▸ Questions on the material
1. Copy the passage from the Italy travel account exactly, starting at "The Arch of" and ending at "and at campsites.".
2. List every place where the Italy travel account says masks still had to be worn.

▸ Selected passage
------------------------------------------------------------------------

The Arch of Constantine in Rome.

Cultural camping, war, climate and Europe

We drove about 6,600 kilometres and camped in 11 Italian cities during 61 days. Along the way, we were pleased that Germany and Italy kept the wartime petrol prices down. Italy was hit hard when the corona crisis reached Europe in 2020. The restrictions were eased shortly before our trip, but you still had to wear masks on public transport and in some shops, restaurants and museums. The tourists had returned to the delight of those who make a living from tourism. We experienced crowds around the attractions of Milan, Rome and Venice, but found peace in other neighbourhoods and at campsites.

The Doge's Palace in Venice.

Campsites and roads
Italian campsites have beautiful surroundings, fine facilities and cooling swimming pools. Young Italians are well educated and often fluent in English. Hilly terrain, narrow streets and heavy traffic in the cities sometimes stopped us from unfolding our bikes. We often preferred long interesting walks. The overall road network is efficient with many tunnels and fine views.

The toll roads are in principle simple to use, but with slightly different systems. Two times we had to fight with Italian-speaking road machines that could neither read our ticket nor our credit cards. In one case, it resulted in a half meter long bill of 54.30 euros followed by a raised boom and a cheerful "arrivederci". A helpful Italian explained that we could safely ignore the claim with the comment, "This is Italy!" We however chose to pay.

Our Bulli on the ferry to Lido di Venezia.

Culture and history
Italy is the country with most sites on the UNESCO World Heritage List, we visited 11 out of 58, 53 of which represent culture and 5 nature. We also experienced Sicilian puppetry, which is listed as intangible cultural heritage. During our journey, we were constantly surrounded by breath-taking buildings and landscapes.

------------------------------------------------------------------------

▸ Dataset excerpts
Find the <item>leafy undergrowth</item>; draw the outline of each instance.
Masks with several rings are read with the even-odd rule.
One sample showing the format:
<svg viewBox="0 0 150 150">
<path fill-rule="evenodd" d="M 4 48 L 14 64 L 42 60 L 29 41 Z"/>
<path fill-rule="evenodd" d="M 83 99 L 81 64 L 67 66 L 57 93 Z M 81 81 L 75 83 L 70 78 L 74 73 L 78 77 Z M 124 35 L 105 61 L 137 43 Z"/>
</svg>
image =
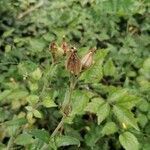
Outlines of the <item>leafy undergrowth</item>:
<svg viewBox="0 0 150 150">
<path fill-rule="evenodd" d="M 0 16 L 0 149 L 150 149 L 149 0 L 1 0 Z M 49 43 L 64 36 L 97 50 L 52 136 L 70 75 Z"/>
</svg>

------------------------------------------------------------------------

▸ Exercise answers
1.
The Arch of Constantine in Rome.

Cultural camping, war, climate and Europe

We drove about 6,600 kilometres and camped in 11 Italian cities during 61 days. Along the way, we were pleased that Germany and Italy kept the wartime petrol prices down. Italy was hit hard when the corona crisis reached Europe in 2020. The restrictions were eased shortly before our trip, but you still had to wear masks on public transport and in some shops, restaurants and museums. The tourists had returned to the delight of those who make a living from tourism. We experienced crowds around the attractions of Milan, Rome and Venice, but found peace in other neighbourhoods and at campsites.

2.
- public transport
- some shops
- restaurants
- museums